* [Exercise directions] Please repeat the lines below, exactly and only, from the one that holds "Target: building facade" through the one that holds "Target: rock jetty".

··· Information given ···

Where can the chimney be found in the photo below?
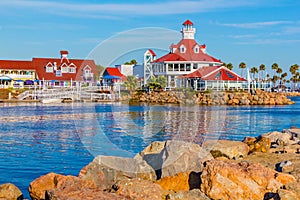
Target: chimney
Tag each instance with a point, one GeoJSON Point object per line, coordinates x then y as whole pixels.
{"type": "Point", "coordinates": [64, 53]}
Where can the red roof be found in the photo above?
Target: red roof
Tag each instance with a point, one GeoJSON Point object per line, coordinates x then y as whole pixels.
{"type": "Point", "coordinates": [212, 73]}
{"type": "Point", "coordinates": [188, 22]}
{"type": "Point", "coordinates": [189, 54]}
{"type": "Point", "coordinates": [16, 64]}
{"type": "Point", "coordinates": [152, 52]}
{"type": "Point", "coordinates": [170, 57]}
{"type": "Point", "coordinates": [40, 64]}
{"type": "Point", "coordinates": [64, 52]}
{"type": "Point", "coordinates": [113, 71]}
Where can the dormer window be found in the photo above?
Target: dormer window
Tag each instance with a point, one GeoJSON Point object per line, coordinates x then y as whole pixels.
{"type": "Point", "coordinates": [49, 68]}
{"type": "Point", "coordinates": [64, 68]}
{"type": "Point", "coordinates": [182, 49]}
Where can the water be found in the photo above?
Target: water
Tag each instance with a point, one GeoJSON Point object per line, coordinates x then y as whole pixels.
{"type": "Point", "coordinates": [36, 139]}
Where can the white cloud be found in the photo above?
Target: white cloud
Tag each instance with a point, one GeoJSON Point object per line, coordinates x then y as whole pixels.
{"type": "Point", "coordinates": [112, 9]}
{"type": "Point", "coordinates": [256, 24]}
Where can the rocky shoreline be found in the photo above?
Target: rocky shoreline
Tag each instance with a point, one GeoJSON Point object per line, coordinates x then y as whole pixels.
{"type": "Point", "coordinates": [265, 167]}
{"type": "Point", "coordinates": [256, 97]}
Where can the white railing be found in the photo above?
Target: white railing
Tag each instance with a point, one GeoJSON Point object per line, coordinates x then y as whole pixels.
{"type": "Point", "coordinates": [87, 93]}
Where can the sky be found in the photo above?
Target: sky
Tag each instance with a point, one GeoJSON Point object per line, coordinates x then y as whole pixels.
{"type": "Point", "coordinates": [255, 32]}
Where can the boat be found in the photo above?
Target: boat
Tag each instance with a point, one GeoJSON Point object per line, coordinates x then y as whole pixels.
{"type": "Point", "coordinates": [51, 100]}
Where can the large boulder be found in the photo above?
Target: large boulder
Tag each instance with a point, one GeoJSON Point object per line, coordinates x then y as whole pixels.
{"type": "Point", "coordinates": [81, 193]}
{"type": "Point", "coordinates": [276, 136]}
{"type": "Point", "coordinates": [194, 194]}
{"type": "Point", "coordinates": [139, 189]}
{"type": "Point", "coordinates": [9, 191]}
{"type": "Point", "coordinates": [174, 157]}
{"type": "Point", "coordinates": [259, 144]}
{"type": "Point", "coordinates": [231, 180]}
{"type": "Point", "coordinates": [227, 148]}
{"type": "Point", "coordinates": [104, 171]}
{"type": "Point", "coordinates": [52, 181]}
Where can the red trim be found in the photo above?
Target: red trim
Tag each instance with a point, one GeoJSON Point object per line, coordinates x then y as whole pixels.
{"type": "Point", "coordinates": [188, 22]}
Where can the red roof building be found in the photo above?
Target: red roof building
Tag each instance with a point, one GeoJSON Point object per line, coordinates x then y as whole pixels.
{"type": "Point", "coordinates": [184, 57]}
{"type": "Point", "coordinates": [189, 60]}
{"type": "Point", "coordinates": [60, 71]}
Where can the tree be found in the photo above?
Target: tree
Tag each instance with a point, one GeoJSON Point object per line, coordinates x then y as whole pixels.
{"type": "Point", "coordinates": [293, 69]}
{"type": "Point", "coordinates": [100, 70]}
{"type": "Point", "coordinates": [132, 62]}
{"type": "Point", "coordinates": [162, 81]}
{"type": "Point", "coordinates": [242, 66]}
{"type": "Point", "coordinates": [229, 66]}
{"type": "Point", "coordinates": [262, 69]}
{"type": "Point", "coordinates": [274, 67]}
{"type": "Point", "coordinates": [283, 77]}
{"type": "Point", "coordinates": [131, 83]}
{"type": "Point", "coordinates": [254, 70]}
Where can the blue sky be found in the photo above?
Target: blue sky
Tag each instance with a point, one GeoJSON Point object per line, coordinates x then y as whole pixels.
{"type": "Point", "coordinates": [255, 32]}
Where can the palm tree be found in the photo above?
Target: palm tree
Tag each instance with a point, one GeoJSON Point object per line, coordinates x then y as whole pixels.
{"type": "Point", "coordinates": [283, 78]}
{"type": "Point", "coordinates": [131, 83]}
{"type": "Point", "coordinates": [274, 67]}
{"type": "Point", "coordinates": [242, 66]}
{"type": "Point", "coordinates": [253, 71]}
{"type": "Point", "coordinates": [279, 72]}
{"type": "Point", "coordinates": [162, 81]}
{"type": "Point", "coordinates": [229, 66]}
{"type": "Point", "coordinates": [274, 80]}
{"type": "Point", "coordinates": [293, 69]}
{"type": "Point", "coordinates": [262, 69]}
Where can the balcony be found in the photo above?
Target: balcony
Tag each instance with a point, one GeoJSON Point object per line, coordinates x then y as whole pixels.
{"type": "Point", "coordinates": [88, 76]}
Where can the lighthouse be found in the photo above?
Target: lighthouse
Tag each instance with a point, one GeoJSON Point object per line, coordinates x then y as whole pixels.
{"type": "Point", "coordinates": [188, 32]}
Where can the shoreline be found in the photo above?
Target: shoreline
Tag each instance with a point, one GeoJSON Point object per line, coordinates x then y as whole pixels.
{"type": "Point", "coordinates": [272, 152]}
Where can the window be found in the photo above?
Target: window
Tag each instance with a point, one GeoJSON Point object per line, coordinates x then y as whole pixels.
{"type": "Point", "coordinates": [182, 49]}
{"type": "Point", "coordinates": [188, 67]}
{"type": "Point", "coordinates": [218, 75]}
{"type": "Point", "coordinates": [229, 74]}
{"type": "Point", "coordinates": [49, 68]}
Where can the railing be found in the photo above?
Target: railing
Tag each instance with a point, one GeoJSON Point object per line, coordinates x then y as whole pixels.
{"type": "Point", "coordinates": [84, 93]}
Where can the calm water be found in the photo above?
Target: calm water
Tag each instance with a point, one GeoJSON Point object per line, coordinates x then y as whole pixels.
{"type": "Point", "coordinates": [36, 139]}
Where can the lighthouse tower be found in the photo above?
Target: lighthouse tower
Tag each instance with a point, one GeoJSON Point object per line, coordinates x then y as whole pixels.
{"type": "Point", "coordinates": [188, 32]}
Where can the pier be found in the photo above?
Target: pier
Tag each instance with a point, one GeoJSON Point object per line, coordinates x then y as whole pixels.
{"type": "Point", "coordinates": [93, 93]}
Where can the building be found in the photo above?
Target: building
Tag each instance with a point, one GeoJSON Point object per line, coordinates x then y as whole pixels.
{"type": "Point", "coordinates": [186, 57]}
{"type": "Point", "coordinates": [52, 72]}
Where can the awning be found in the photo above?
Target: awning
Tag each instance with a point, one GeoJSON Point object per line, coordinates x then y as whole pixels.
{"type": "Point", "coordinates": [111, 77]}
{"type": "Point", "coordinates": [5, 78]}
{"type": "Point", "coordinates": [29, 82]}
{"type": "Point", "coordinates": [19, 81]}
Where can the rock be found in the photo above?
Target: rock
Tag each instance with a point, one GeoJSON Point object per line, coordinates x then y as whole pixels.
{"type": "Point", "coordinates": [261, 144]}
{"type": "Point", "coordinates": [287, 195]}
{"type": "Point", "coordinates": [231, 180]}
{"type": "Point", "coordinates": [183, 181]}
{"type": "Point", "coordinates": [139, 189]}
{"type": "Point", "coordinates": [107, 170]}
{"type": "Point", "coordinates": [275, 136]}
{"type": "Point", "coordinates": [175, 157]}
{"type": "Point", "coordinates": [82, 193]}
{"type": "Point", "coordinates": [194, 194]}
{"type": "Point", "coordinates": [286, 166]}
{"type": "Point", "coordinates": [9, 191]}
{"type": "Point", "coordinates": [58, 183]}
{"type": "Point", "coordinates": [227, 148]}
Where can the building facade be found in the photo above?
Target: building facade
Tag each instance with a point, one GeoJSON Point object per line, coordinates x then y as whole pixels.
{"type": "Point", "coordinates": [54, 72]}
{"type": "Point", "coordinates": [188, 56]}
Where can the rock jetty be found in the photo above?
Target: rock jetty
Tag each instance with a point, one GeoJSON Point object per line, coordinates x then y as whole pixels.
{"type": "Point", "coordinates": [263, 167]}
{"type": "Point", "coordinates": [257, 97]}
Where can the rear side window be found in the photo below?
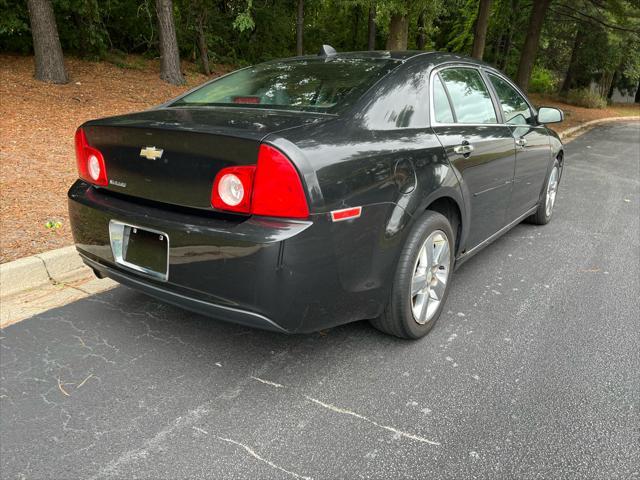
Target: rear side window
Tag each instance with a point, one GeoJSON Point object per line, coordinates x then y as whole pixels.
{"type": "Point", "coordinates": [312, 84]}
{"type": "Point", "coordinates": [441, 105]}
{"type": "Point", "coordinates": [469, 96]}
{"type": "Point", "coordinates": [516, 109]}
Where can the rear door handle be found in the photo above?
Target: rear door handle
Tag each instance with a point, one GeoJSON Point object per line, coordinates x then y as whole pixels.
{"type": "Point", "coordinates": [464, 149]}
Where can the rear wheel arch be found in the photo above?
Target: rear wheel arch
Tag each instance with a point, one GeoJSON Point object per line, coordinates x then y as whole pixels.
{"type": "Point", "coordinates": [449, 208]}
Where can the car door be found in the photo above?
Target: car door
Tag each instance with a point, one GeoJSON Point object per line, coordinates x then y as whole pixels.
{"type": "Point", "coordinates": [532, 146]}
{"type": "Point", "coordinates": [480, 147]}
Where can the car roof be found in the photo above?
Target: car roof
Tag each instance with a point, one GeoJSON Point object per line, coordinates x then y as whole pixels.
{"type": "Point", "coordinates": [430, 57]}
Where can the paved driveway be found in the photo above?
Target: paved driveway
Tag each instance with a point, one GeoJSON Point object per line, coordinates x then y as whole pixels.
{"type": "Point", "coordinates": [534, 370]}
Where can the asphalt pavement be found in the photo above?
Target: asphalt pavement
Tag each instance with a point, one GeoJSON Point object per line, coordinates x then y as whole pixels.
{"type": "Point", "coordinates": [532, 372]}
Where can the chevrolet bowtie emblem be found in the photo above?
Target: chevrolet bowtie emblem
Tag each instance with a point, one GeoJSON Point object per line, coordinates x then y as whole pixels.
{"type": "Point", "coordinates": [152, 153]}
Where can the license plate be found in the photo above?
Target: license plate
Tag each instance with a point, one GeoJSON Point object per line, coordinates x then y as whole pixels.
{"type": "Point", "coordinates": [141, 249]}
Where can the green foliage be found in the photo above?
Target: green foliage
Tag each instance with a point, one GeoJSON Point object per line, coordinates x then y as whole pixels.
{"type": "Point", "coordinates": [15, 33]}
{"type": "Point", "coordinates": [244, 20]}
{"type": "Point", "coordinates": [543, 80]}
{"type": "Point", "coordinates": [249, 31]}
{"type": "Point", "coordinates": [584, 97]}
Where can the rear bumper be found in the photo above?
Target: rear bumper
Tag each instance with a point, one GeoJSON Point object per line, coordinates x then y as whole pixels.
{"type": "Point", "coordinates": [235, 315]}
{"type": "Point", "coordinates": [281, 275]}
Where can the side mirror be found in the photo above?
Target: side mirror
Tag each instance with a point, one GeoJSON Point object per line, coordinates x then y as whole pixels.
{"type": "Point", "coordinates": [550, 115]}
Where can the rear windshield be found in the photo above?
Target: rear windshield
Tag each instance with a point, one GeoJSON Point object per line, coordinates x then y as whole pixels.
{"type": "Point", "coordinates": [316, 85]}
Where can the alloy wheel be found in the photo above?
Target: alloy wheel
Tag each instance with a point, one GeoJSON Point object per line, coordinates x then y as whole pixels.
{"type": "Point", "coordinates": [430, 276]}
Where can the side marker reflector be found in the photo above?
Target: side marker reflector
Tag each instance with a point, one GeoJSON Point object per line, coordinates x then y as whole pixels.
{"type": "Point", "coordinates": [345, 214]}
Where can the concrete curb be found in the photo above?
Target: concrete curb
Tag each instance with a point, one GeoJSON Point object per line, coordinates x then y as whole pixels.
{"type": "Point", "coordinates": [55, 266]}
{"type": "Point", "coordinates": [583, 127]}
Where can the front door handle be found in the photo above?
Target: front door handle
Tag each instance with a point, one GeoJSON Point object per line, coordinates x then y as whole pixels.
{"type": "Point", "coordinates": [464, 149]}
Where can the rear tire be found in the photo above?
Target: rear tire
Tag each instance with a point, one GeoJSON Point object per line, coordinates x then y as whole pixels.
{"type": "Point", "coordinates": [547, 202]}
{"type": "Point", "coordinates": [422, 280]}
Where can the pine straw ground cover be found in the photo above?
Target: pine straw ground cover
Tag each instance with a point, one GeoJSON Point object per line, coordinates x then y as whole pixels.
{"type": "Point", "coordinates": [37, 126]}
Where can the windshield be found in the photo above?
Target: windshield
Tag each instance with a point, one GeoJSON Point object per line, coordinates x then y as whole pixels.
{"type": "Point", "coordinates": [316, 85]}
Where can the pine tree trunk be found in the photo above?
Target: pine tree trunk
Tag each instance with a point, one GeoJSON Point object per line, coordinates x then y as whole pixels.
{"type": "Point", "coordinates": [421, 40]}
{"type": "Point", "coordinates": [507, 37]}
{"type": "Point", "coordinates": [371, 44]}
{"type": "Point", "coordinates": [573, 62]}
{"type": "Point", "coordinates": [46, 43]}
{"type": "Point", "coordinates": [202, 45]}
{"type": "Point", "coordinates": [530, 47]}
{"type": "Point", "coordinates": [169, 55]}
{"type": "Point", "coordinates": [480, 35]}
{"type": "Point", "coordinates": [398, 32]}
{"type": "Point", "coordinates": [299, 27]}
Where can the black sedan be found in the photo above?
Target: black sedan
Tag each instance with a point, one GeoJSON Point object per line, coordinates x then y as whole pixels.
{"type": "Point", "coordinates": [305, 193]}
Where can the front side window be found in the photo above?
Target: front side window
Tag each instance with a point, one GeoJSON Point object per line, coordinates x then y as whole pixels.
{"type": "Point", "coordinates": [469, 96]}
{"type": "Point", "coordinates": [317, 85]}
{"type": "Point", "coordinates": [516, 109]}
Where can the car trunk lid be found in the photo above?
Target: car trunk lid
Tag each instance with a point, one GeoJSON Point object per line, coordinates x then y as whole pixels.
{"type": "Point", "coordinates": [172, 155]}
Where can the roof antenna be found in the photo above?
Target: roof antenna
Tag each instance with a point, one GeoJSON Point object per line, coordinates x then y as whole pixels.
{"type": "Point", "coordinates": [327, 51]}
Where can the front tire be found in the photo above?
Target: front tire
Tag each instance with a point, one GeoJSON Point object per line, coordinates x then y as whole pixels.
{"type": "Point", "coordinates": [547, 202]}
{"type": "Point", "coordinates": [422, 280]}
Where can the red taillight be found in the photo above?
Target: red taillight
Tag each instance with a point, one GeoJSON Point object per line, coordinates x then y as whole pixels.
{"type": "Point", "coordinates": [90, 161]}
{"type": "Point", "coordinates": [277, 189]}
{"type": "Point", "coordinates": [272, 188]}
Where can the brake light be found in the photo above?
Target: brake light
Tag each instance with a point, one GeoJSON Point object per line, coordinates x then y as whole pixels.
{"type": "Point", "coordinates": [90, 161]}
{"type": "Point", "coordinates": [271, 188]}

···

* [Expected answer]
Target: building facade
Tag each instance with a point, one GeoJSON Point object per line, coordinates x then y as whole pixels.
{"type": "Point", "coordinates": [54, 72]}
{"type": "Point", "coordinates": [188, 56]}
Where can the rock jetty be found in the photo above?
Target: rock jetty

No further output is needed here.